Instruction
Please rewrite the records from the line containing "Segment the <item>gold" through the line containing "Provide the mask of the <item>gold", replacing "gold chain necklace" with "silver chain necklace" and leaving everything else as is. Return only those lines.

○ ○ ○ ○ ○ ○ ○

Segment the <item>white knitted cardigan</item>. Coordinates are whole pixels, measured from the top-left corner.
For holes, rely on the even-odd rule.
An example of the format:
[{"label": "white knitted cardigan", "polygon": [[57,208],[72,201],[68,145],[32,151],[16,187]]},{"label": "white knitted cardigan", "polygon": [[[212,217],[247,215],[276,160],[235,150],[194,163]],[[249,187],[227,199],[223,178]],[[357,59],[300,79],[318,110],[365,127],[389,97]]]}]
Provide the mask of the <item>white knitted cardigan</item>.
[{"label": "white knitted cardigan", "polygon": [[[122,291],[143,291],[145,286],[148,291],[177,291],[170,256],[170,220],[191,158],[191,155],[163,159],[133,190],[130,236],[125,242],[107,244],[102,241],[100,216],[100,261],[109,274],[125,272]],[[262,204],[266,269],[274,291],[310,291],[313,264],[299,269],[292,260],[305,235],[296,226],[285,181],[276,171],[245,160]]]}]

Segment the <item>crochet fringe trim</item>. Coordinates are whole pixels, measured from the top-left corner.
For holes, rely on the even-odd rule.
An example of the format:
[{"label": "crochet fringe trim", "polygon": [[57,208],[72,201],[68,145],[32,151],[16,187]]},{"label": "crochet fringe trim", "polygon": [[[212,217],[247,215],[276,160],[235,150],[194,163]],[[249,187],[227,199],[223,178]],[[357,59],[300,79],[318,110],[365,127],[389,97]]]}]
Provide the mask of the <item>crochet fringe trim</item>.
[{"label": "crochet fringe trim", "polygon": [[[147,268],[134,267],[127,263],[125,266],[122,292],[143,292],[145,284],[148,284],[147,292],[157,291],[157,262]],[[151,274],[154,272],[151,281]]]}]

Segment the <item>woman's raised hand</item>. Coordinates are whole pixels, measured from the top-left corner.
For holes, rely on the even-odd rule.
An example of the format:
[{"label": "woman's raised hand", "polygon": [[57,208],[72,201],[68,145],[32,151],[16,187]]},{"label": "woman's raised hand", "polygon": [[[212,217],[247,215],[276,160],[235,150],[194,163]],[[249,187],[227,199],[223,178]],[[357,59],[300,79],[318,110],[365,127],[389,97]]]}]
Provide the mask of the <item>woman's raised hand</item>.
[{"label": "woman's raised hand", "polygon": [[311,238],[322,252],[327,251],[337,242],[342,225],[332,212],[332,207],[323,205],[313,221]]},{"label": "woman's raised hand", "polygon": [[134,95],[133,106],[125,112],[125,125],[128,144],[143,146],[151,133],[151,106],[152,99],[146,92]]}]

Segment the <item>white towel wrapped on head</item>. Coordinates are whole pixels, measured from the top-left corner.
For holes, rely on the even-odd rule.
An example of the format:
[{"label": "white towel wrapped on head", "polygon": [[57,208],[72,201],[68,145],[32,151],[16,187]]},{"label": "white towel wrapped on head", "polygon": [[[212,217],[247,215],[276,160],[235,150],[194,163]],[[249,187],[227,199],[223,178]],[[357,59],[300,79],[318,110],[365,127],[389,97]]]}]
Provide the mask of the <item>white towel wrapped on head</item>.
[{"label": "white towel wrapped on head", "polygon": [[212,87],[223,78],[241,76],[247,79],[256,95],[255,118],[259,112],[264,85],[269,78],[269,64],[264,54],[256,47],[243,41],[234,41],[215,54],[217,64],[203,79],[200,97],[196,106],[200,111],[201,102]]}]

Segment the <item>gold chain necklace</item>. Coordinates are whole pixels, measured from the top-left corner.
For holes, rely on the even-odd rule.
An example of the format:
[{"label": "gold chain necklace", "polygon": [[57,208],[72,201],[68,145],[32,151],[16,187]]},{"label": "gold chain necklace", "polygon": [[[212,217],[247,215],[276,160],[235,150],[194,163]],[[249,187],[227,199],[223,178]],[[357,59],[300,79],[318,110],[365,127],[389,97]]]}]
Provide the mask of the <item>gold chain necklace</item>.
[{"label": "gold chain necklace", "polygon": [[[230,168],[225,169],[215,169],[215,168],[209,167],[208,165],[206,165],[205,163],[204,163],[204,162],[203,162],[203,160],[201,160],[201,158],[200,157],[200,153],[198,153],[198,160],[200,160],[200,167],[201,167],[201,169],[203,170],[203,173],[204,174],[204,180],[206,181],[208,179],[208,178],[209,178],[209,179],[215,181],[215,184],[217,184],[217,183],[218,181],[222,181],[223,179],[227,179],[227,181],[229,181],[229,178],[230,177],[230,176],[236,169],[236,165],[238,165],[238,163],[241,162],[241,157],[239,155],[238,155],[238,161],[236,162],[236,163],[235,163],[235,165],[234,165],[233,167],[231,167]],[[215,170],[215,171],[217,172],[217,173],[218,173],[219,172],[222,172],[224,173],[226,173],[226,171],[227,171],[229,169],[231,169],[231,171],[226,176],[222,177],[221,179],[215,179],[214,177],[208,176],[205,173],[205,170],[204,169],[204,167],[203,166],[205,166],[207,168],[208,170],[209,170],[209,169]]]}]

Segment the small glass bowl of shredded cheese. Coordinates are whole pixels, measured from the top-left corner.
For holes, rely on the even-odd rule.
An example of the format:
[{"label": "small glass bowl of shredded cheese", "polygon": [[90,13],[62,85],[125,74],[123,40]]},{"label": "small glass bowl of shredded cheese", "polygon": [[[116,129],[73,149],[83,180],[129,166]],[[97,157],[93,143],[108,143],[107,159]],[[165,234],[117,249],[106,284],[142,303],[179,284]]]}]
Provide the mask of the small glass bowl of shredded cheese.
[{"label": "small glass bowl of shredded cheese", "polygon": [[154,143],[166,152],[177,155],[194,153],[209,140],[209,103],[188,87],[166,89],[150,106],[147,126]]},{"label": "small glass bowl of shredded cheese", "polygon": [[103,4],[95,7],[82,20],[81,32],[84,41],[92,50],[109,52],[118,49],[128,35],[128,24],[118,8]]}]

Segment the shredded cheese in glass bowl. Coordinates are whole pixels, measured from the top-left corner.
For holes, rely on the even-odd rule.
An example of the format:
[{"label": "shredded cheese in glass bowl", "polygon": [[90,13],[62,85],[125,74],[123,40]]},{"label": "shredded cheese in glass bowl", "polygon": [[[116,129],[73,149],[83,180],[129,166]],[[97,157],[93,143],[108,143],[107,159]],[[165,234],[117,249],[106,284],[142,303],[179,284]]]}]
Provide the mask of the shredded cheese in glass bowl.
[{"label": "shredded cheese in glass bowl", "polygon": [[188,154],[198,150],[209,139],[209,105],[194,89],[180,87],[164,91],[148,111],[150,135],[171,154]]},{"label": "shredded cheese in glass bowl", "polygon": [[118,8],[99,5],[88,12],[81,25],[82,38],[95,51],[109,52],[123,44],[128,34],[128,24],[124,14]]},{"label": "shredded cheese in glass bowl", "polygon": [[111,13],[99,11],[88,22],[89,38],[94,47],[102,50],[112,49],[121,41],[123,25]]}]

○ ○ ○ ○ ○ ○ ○

Complete response
Segment the <item>silver chain necklace</item>. Coordinates are whole pixels, measured from the top-left corner.
For holes, rely on the even-odd rule.
An example of the format:
[{"label": "silver chain necklace", "polygon": [[57,208],[72,201],[68,145],[32,151],[16,187]]},{"label": "silver chain necklace", "polygon": [[[212,217],[247,215],[276,160],[235,150],[194,163]],[[249,187],[227,199],[223,178]],[[357,59],[300,79],[318,110],[365,127],[389,97]]]}]
Provide the mask of the <item>silver chain necklace</item>.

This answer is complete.